Object location annotation data
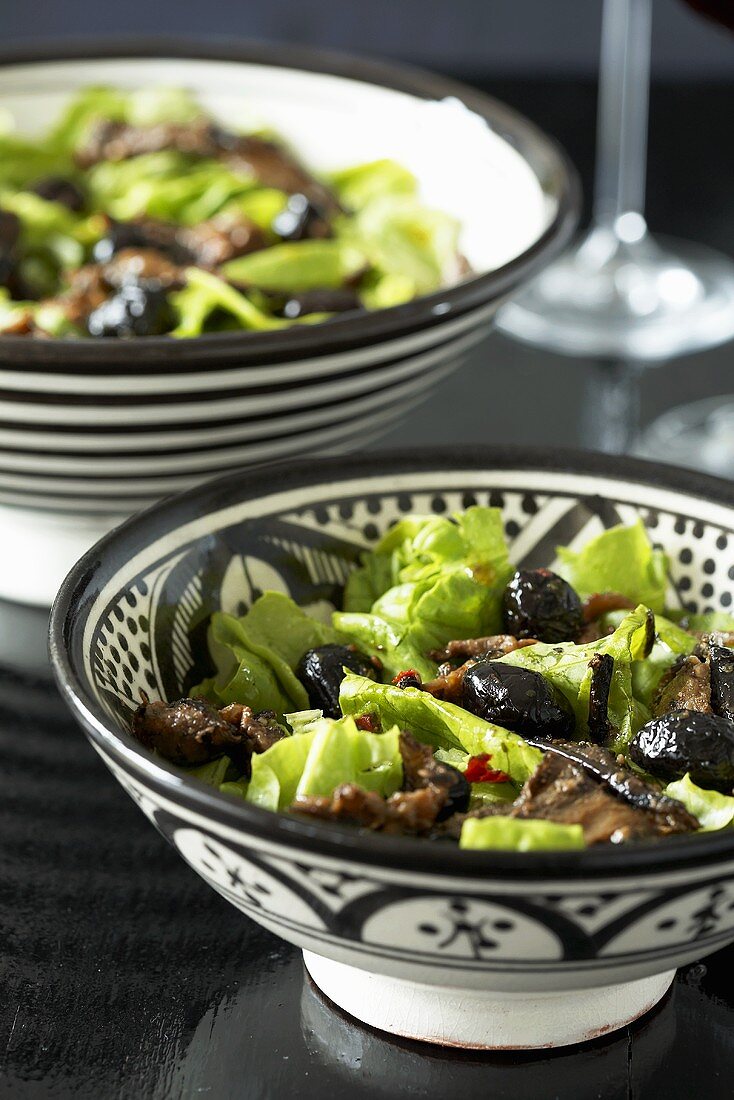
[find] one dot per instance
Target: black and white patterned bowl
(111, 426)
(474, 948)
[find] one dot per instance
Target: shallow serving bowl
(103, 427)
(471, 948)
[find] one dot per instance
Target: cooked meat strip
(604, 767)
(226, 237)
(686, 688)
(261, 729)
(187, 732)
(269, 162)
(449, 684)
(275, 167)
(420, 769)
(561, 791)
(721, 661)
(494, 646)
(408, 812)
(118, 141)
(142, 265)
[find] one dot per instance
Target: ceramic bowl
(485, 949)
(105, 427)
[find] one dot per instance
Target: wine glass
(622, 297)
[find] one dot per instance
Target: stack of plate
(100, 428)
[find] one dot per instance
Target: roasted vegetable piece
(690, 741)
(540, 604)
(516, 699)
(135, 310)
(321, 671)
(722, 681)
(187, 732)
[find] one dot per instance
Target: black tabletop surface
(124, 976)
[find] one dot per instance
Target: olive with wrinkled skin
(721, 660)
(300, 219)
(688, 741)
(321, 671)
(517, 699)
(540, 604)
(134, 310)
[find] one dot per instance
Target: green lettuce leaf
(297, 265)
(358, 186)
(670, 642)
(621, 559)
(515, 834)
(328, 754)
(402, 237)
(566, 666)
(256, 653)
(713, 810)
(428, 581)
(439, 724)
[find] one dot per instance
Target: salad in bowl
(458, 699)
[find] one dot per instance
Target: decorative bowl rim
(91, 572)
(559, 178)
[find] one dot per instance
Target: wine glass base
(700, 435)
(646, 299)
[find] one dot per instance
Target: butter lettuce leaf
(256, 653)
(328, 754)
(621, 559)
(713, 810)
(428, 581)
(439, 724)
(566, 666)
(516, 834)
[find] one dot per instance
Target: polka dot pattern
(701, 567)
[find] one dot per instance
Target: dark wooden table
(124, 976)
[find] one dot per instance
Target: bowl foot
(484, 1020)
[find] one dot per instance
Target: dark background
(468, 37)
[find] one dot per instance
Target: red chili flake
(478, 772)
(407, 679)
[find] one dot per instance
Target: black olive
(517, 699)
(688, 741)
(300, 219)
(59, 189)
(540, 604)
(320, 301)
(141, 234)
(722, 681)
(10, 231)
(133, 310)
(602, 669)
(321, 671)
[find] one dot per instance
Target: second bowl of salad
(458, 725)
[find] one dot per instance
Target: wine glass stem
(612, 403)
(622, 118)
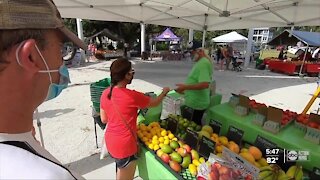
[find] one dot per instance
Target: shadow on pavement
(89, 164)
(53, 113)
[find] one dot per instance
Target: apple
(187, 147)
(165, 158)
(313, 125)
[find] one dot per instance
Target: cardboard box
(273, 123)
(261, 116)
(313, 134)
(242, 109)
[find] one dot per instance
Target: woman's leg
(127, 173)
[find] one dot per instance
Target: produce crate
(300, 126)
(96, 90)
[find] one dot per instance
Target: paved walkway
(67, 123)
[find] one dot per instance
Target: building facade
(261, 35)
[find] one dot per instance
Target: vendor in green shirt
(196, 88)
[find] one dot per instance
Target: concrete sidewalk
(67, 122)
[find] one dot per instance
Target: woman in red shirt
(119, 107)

What is asked » Find every line in the material above that contains the word "dark", treating uppercase and lowercase as different, and copy each of those lines in full.

Completed exercise »
Target: dark wooden table
Target: dark background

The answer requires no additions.